▶ [GIVEN DATA]:
_____

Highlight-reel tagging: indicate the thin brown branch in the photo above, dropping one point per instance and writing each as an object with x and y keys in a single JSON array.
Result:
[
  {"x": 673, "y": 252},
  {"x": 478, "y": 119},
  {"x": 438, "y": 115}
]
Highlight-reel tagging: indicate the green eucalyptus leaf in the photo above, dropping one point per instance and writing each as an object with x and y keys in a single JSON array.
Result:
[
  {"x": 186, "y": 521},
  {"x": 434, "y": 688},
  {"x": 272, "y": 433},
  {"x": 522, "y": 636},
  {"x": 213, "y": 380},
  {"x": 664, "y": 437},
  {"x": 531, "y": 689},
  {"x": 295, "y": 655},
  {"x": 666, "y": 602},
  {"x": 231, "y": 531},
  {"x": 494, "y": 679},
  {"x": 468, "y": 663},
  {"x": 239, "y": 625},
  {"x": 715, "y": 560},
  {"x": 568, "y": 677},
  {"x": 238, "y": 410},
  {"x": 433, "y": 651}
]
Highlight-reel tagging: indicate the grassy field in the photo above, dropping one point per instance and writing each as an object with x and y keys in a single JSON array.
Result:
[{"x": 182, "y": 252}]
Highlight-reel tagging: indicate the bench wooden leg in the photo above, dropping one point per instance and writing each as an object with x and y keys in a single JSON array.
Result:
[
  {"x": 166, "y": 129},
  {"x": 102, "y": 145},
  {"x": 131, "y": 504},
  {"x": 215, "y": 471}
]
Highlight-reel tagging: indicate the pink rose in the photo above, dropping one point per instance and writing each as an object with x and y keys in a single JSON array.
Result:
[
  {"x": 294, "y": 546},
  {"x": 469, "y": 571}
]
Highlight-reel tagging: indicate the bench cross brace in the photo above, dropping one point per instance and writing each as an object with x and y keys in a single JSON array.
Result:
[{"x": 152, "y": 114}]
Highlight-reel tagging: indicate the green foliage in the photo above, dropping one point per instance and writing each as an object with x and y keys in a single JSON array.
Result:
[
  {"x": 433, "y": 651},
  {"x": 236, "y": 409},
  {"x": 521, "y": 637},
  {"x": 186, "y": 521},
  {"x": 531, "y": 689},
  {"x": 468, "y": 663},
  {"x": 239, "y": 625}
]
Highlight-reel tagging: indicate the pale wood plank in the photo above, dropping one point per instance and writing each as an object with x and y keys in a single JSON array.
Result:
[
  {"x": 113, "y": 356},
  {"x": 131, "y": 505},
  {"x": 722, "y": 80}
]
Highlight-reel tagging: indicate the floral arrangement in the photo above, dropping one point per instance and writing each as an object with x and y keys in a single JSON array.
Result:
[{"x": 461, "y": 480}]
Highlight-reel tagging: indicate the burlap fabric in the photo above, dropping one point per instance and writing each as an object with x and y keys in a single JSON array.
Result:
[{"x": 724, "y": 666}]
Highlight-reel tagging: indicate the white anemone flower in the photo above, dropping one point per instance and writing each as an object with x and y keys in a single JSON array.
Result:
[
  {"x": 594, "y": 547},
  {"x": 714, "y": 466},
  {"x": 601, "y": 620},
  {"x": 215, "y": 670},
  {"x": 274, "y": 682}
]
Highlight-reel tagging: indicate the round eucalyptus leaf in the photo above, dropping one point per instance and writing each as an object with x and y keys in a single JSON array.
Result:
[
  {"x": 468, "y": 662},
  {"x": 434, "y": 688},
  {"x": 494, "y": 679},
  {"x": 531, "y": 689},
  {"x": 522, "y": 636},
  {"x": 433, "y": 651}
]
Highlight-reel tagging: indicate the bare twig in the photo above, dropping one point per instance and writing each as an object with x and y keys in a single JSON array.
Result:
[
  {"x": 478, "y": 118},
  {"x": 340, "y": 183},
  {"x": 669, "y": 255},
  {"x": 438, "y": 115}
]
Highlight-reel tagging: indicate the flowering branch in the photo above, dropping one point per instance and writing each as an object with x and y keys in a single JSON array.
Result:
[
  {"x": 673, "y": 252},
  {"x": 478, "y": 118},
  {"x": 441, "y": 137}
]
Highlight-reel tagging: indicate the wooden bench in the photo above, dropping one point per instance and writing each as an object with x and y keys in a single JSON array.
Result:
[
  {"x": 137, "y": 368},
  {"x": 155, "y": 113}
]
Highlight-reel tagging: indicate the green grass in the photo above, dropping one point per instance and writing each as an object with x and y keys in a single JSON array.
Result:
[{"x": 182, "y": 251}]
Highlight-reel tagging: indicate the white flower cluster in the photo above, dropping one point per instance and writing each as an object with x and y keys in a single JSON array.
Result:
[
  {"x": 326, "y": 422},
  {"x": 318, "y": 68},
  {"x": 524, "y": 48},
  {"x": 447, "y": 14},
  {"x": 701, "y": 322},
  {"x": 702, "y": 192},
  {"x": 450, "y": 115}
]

_____

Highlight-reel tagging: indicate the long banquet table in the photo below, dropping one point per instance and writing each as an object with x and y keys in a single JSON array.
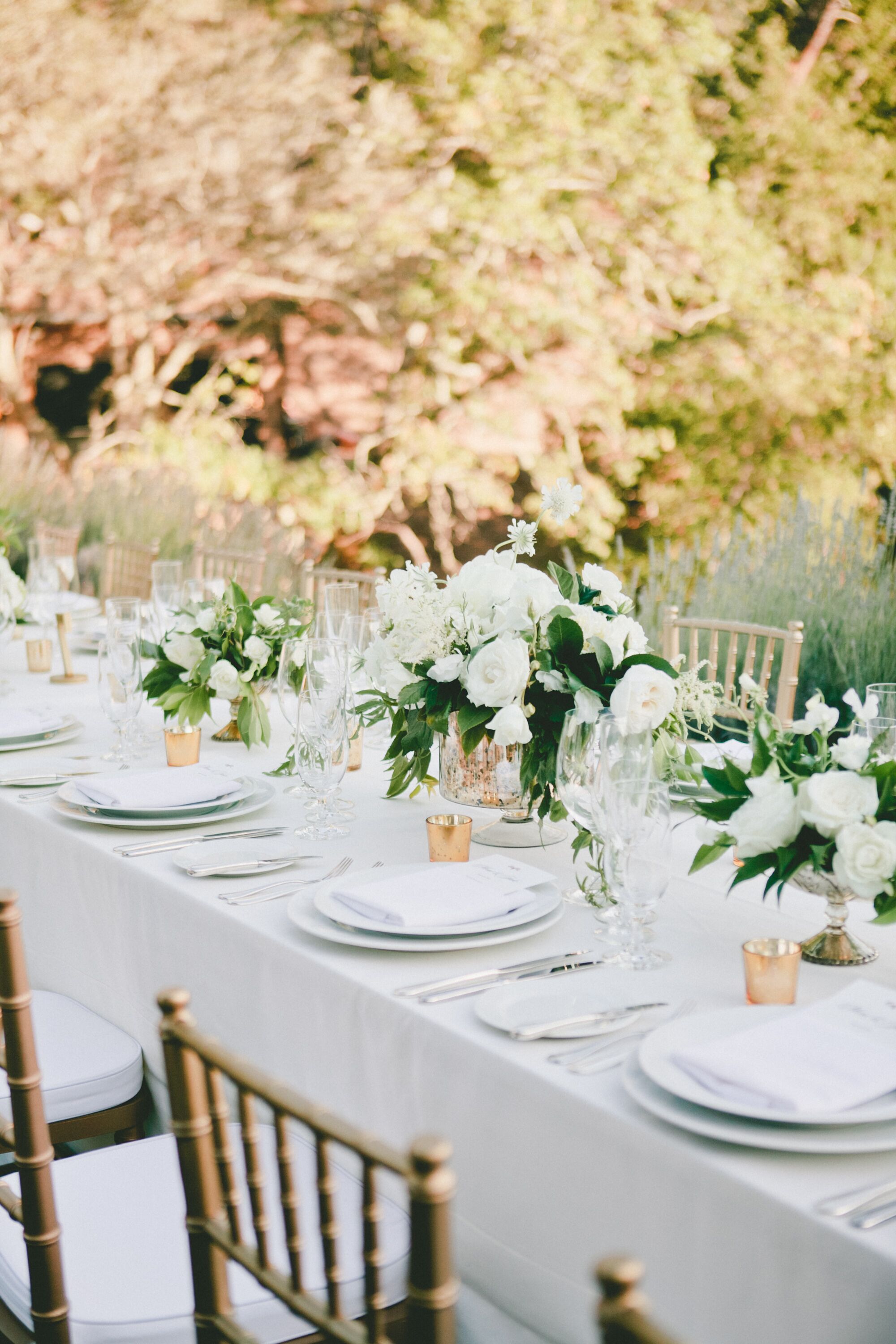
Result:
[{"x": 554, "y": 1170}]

_____

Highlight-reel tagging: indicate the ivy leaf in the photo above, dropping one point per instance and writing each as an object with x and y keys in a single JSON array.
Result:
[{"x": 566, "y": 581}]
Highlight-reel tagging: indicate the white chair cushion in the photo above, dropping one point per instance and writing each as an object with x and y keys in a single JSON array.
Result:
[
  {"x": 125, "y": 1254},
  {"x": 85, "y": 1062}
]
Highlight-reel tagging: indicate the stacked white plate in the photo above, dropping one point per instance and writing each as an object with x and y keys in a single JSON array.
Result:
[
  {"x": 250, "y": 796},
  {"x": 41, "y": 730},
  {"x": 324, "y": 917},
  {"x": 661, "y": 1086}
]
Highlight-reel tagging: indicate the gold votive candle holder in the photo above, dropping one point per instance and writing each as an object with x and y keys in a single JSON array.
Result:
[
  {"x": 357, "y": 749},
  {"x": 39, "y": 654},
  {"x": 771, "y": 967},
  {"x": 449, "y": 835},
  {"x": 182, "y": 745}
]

_____

▶ [WORK TO DO]: Please count the lines of the material above that contain the string "branch" and reply with that number alone.

▶ [WRITTEN RESPONSE]: 2